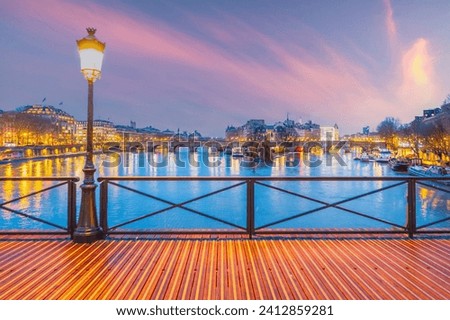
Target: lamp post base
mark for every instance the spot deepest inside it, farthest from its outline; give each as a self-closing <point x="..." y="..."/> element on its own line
<point x="87" y="235"/>
<point x="88" y="230"/>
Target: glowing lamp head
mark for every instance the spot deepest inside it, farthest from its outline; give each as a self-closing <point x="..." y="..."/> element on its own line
<point x="91" y="55"/>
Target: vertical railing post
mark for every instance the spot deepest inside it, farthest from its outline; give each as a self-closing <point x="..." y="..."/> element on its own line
<point x="71" y="207"/>
<point x="104" y="206"/>
<point x="250" y="207"/>
<point x="411" y="223"/>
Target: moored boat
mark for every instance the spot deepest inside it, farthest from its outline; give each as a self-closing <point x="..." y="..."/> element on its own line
<point x="432" y="171"/>
<point x="383" y="156"/>
<point x="237" y="152"/>
<point x="399" y="164"/>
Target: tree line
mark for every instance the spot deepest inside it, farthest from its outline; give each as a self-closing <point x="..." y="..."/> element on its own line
<point x="421" y="136"/>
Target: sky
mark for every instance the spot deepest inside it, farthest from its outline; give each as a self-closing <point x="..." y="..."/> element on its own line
<point x="206" y="64"/>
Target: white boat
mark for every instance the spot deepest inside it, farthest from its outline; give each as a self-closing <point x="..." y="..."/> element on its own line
<point x="383" y="156"/>
<point x="364" y="157"/>
<point x="237" y="152"/>
<point x="249" y="162"/>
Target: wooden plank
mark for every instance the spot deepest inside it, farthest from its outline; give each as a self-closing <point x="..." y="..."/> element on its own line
<point x="223" y="268"/>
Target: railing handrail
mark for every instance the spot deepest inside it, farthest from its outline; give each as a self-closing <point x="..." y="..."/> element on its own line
<point x="71" y="203"/>
<point x="48" y="178"/>
<point x="250" y="181"/>
<point x="265" y="178"/>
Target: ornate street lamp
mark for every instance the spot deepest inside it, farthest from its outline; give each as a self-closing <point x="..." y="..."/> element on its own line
<point x="91" y="57"/>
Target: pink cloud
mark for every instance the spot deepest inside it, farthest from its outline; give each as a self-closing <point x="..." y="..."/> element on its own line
<point x="291" y="77"/>
<point x="391" y="26"/>
<point x="418" y="82"/>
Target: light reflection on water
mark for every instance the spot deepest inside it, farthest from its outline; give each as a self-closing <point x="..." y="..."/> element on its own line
<point x="270" y="205"/>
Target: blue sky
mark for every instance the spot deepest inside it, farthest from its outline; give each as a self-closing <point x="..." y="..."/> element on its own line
<point x="207" y="64"/>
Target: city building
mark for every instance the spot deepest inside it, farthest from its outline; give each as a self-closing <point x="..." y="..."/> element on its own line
<point x="329" y="133"/>
<point x="64" y="124"/>
<point x="287" y="130"/>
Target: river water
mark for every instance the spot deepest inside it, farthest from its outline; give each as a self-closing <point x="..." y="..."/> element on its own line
<point x="275" y="201"/>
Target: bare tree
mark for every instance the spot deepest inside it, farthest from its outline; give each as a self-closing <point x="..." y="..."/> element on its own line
<point x="388" y="129"/>
<point x="436" y="139"/>
<point x="413" y="133"/>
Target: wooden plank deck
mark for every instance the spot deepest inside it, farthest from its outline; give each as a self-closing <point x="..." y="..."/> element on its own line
<point x="226" y="269"/>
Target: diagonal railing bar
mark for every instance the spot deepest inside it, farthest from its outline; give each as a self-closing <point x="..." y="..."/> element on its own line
<point x="172" y="207"/>
<point x="432" y="223"/>
<point x="33" y="218"/>
<point x="33" y="193"/>
<point x="172" y="203"/>
<point x="177" y="205"/>
<point x="328" y="205"/>
<point x="434" y="187"/>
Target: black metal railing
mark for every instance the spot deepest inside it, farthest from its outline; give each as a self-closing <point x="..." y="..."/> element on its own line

● ● ● ●

Task goal
All lines of the data that hold "plank" need to be copied.

Reply
Target: wooden plank
Target: wooden plank deck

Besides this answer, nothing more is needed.